** What is required **
Each line from the one containing "Target: house gutter" through the end of the entries below should be transcribed exactly, and no other line.

START Exercise materials

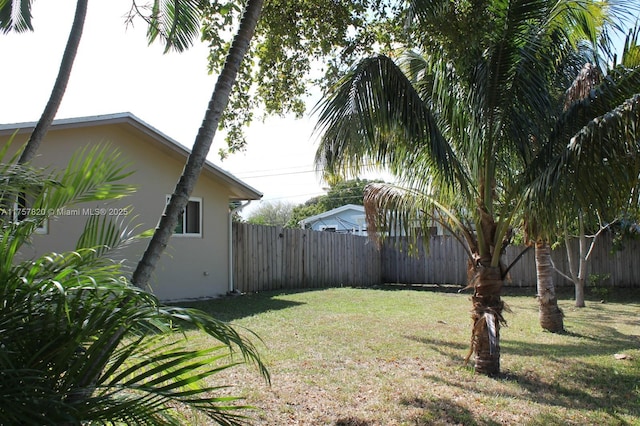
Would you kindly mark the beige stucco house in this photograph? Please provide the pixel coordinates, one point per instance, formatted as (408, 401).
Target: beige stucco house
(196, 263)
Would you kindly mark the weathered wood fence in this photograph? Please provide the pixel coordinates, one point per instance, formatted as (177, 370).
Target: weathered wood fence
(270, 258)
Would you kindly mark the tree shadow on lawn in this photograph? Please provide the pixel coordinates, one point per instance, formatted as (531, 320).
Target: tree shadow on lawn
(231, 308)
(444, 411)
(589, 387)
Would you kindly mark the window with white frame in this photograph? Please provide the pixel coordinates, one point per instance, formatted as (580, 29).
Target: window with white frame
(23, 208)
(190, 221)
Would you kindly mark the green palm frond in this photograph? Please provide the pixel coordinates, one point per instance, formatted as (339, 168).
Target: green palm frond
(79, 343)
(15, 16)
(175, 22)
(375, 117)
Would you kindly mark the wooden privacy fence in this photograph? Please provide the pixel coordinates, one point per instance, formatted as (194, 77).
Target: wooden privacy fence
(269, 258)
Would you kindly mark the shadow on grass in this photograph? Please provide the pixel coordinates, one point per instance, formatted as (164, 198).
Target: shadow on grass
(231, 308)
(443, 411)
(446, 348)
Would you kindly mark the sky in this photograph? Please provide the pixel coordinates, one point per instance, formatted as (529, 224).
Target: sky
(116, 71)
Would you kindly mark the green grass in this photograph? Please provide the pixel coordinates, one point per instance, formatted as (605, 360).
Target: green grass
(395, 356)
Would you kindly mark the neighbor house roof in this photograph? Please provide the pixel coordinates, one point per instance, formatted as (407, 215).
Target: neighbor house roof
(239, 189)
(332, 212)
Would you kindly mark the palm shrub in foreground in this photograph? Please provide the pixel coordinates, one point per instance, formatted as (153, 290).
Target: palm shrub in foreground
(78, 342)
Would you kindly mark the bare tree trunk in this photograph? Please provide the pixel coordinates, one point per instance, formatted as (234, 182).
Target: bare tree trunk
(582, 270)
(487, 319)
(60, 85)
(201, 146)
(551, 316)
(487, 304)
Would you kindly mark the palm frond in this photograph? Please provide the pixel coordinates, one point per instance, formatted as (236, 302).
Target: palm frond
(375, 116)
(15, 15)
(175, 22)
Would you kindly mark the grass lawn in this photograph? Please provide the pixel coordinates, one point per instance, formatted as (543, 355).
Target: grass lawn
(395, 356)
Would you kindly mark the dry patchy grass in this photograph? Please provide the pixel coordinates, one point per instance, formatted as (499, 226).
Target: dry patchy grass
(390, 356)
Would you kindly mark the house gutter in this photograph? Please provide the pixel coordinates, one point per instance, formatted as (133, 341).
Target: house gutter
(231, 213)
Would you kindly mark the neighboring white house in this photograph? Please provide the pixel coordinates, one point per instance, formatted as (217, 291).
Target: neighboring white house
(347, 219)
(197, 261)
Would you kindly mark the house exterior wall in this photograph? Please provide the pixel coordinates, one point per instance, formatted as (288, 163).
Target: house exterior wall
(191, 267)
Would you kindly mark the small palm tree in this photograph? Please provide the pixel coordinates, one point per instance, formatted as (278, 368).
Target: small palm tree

END Exercise materials

** Task output **
Target: house gutter
(231, 213)
Would you kindly mark the neighboring white house in this photograph? Please provide the pixel coordinates, one point per instance, formatted as (217, 291).
Target: neighboring white house
(347, 219)
(197, 261)
Would you kindly mark the house exterior wall in this photograph? Please provide the pixel coordinates, one point per instance, formatted as (288, 163).
Target: house exterior wall
(191, 267)
Would you kindly mark the small palm tree in this photograph? Please provide the pixel coordinates, one point per instance, formatted as (278, 368).
Target: small palm tree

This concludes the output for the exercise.